WORK INSTRUCTIONS:
A – From the article on hospital cybersecurity measures, repeat the text starting with "4. Six in 10" and going on through "cybersecurity protocols adopted.".
B – According to the article on hospital cybersecurity measures, which protocols were adopted least often at organizations with comprehensive cybersecurity programs? List each one.

SUPPLIED PASSAGE:
Cyber committee, staff training top adopted security measures among hospitals: 5 CHIME insights

The College of Healthcare Information Management Executives released its 2021 Digital Health Most Wired Trends Report, which examines the core components of security programs at hospitals nationwide.

The survey represents 36,674 healthcare organizations across several countries, according to a Nov. 17 news release. The report is based on aggregated survey data from U.S. respondents.

Five study insights:

  1. Training their security workforce was the most common practice, with 99 percent of organizations including it in their cybersecurity program, and 96 percent of organizations used risk assessments to identify compliance gaps and cybersecurity vulnerabilities at least once a year.

  2. Ninety-five percent of organizations have a dedicated cybersecurity committee and 89 percent have security progress reported to it at least quarterly.

  3. Seventy-eight percent of organizations have a dedicated cybersecurity operations center. This is the largest area of growth CHIME reported, which increased percentage points since 2020.

  4. Six in 10 organizations have a dedicated chief information security officer.

  5. At organizations with comprehensive cybersecurity programs, secure system baseline images, inventory of authorized medical devices and endpoint protection systems were those most often adopted. At these organizations, testing a recovery plan at least annually, Purple team exercise and quarterly social engineering risk assessments were the least cybersecurity protocols adopted.

DATA:
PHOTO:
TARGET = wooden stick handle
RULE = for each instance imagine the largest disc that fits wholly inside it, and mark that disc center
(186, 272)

ANSWERS PER TASK:
A –
4. Six in 10 organizations have a dedicated chief information security officer.

  5. At organizations with comprehensive cybersecurity programs, secure system baseline images, inventory of authorized medical devices and endpoint protection systems were those most often adopted. At these organizations, testing a recovery plan at least annually, Purple team exercise and quarterly social engineering risk assessments were the least cybersecurity protocols adopted.

B –
- Testing a recovery plan at least annually
- Purple team exercise
- Quarterly social engineering risk assessments